**Problem to work on**
Below is a block of records; reproduce all of them exactly and leave out any pictures.

[Raw records]
- - -

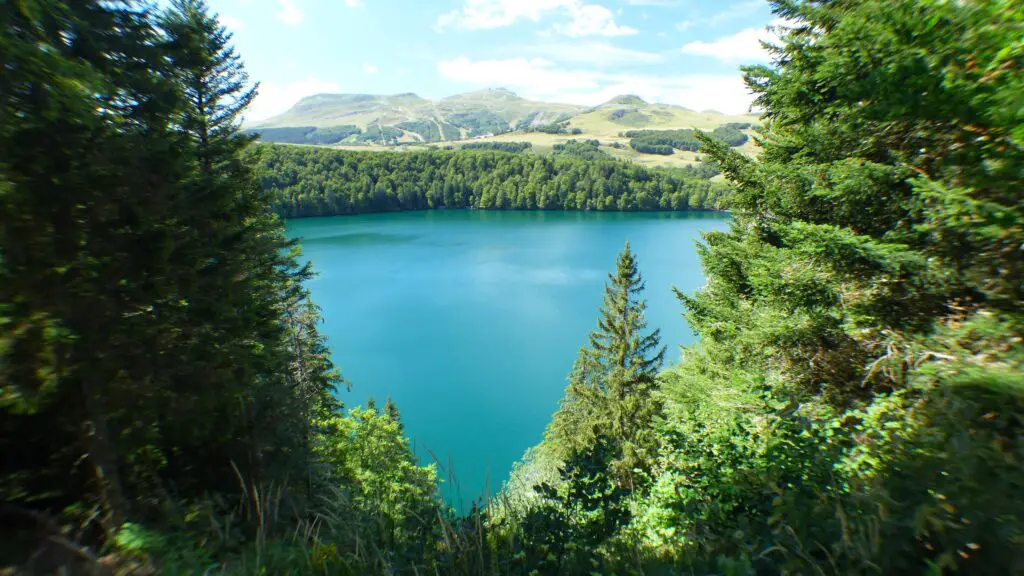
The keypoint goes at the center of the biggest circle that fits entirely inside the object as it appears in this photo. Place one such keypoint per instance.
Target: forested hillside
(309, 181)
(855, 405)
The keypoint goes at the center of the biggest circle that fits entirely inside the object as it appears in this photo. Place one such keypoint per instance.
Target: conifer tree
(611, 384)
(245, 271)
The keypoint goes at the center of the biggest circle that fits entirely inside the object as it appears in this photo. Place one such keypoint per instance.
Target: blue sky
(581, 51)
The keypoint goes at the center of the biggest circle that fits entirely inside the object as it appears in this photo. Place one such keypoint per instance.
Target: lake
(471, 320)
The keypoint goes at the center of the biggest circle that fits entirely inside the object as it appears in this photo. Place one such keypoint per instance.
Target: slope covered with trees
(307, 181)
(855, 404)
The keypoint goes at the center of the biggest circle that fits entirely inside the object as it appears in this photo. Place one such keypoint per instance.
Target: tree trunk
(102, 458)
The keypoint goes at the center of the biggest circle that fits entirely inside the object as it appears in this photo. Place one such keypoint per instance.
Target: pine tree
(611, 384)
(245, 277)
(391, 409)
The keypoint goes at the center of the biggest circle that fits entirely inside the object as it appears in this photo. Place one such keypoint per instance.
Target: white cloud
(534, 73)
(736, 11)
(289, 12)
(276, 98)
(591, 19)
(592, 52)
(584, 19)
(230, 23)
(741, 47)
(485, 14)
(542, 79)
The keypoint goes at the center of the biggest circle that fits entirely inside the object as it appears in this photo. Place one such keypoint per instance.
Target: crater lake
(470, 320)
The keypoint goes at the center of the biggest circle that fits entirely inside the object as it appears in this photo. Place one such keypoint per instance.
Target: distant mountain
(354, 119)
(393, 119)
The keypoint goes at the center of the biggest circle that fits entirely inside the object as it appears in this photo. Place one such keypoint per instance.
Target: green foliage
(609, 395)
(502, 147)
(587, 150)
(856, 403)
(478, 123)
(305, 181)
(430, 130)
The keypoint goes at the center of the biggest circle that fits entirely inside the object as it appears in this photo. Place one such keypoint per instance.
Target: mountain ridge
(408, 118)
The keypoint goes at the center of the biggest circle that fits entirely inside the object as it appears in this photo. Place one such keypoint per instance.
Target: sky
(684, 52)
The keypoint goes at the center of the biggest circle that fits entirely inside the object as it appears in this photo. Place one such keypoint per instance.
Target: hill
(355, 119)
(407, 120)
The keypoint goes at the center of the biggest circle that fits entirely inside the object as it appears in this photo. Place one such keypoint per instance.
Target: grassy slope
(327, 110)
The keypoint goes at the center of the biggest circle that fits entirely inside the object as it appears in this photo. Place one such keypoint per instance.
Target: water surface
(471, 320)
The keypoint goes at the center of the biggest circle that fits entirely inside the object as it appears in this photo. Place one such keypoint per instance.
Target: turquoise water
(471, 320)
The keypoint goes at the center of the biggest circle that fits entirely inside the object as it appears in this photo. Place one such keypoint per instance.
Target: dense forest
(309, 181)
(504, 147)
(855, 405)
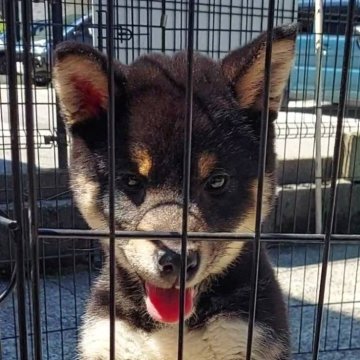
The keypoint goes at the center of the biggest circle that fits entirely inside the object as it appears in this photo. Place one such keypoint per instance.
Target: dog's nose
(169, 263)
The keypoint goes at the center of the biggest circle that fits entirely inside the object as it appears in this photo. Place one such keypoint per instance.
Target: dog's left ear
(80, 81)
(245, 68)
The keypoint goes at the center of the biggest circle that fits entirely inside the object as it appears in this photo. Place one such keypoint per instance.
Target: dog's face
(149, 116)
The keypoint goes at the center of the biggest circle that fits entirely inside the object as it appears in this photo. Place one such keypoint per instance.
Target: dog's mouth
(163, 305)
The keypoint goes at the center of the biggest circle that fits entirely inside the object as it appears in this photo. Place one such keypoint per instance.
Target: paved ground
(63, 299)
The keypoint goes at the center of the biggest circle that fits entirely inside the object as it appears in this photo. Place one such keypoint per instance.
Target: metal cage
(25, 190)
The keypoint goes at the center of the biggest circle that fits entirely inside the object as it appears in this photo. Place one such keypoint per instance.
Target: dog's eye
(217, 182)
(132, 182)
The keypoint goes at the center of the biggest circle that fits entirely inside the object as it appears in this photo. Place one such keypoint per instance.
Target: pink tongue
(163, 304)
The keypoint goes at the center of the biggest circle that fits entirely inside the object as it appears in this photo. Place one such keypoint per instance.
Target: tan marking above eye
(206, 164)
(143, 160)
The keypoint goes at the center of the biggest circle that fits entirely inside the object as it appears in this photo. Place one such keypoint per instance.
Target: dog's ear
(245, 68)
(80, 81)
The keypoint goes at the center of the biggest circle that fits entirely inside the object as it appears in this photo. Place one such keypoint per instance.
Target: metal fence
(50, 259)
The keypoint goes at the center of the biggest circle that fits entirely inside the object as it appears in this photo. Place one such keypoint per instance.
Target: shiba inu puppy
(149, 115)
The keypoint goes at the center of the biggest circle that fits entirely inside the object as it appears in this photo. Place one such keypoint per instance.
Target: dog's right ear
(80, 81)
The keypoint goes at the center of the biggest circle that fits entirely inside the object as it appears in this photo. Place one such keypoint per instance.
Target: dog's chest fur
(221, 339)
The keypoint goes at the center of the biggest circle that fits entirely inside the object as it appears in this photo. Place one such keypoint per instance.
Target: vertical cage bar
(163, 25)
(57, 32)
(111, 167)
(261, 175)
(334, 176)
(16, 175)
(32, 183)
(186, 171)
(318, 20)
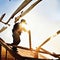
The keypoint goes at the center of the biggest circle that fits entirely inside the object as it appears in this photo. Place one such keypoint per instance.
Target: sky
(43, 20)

- - -

**Exercise answer**
The keypoint goes at the center of the biggest circle that fits entirely inside the object as it appears in this photo. Place one such keypoint per instance.
Target: forested hillside
(309, 181)
(855, 405)
The keypoint goes at the center of the biggest circle that fits entirely inside the object as it appears in this photo. Place one such keypoint per instance.
Target: conifer tree
(611, 384)
(245, 271)
The keypoint goes at the center of the biggest circle that fits entirely inside the object as it appears in this photo. Place one such keypoint per instance.
Target: blue sky
(581, 51)
The keypoint goes at the center of the biggest circle that fits entirely inside the object as it appears in this photo. Place one such keypoint per instance.
Target: lake
(471, 320)
The keypoint goes at the center of the biggest circle that fits entirely inside the object as it appears in this photo. Place one such keypoint per instance.
Target: slope covered with trees
(307, 181)
(855, 404)
The keypoint goes at the center of the biggest circle that fits entirely inside the object as it appears in this photo. Place one such keypoint per instance.
Target: tree trunk
(102, 458)
The keypoint goes at the center of the biggest circle that fits entirely inside the object as it appears in this photo. Place one such keypoint per instance.
Target: pine tree
(611, 384)
(245, 277)
(391, 409)
The keypoint goes at the center of the biggest circle that fits entirely inside the object as it appears in this photo. Place one such keypoint per instance.
Target: white cloud
(534, 73)
(736, 11)
(289, 12)
(276, 98)
(591, 19)
(592, 52)
(584, 19)
(230, 23)
(741, 47)
(485, 14)
(542, 79)
The keypoint goes at the center of the biggest circle that fits entirely inside the object as it appears in this photo. Place one such keypoint per instance.
Target: crater lake
(470, 320)
The keypoint goes at the center of the biggest circle that fits entirely inside the object as it appears in this photo. Place one such keypoint per instance.
Target: distant mountain
(354, 119)
(393, 119)
The keypoint goes at the center of the biggest circle that fits entirely inside the object as it appears in this photo. Place one such keypoint per instance.
Target: green foliage
(609, 395)
(502, 147)
(587, 150)
(856, 403)
(478, 123)
(305, 181)
(430, 130)
The keypoint goes at the center of the biggest circle that fits entirely inside the object as it appears in this photo. Place one such keypoint per instance.
Target: mountain ridge
(408, 118)
The keypoint goes at the center of the biggest circle that fits entirely inside the object as it appears in this photo. Place one such keypoint per instance.
Target: sky
(684, 52)
The keypoint goes at the center of the biggest circle that fits entirely inside the object as it appears in this photo. Place one such keypoint per instance.
Target: hill
(355, 119)
(407, 120)
The keypoint goes at the center of the biggest circle that fits entirely inside the object as it appears in this photo. Place one such keypoint per instance.
Target: grassy slope
(327, 110)
The keypoint goes at the center of the biggest circle that fits entirely inside the object as it appears in this photo. Place one such keypoint per instance.
Target: water surface
(471, 320)
The keypoint goes at the center of the biggest circle that fits entirely inside the object as it appears in this photo. Place one such keypoint per instance.
Target: turquoise water
(471, 320)
The keypoint goes at the center of the biggest circle that fits entirely inside the object as it appears in this photo. Place one such keypoint per instance.
Target: dense forest
(309, 181)
(504, 147)
(855, 405)
The keypoint goes at the center of the biggest circle that fits entirely inside the object as it appears in this photo. Place one such keypoint per instance.
Target: dog's nose
(169, 263)
The keypoint goes at the center of the biggest circle that fits entirely inside the object as it appears in this photo. Place one such keypoint per instance.
Target: dog's left ear
(80, 81)
(245, 68)
The keypoint goes at the center of the biggest circle that fits entirely inside the object as it appears in this photo. Place one such keypoint per instance.
Target: dog's face
(149, 116)
The keypoint goes at the center of the biggest circle that fits entirely inside the object as it appears in this photo. Place one such keypoint per instance.
Target: dog's mouth
(163, 305)
The keypoint goes at the center of the biggest circle that fits entirely inside the object as it appears in this photo. Place one such keypoint per instance.
Target: paved ground
(63, 299)
The keypoint goes at the center of the biggest circle that fits entirely inside the object as it appears in this photo. Place one such keypoint per instance.
Target: metal cage
(25, 190)
The keypoint goes at the center of the biggest circle that fits entirely inside the object as it appears in this photo. Place one such keypoint per instance.
Target: dog's eye
(217, 182)
(132, 182)
The keypoint goes at the center of the biggest circle that fits entirely inside the object as it appears in this photo. Place one such keypoint per instance.
Target: pink tongue
(163, 304)
The keypoint goes at the center of the biggest circle that fits entirely inside the object as it appears in this photo. Place one such keypoint per instance.
Target: tan marking above eye
(206, 164)
(143, 160)
The keypoint goes at the center of the biggest circle that fits entirely inside the object as it appears in this photo. Place one such keypoint per instance.
Target: dog's ear
(245, 68)
(80, 81)
The keypoint goes at the center of the biggest circle that fits entirely inside the object as it appears in this photo. Place one such keypoint per instance.
Target: metal fence
(50, 259)
The keypoint goes at the center of the biggest circle that fits entirely inside the object as it appears in this photo. Place one such keypoint per instance.
Target: shiba inu puppy
(149, 115)
The keypoint goes at the center of the biggest circle that fits entirely inside the object as it appears in this photo. Place one such keypoint per instance.
Target: dog's right ear
(80, 81)
The keypoint goes at the center of the biggest circle that fits entirely inside the object as it appears in this photo. Place one such keypoint per instance.
Target: dog's chest fur
(221, 339)
The keypoint goes at the center of the biggest circle that fits entirely inside the object as it appears in this photo. Place one such keypoint per instance.
Target: vertical cage bar
(163, 25)
(57, 32)
(111, 167)
(261, 175)
(334, 176)
(16, 175)
(32, 183)
(186, 171)
(318, 20)
The keypoint goes at the center of the biggest circle that fits entirely inside the object as it appears in this photo. Place one such keypoint per instance.
Target: sky
(43, 20)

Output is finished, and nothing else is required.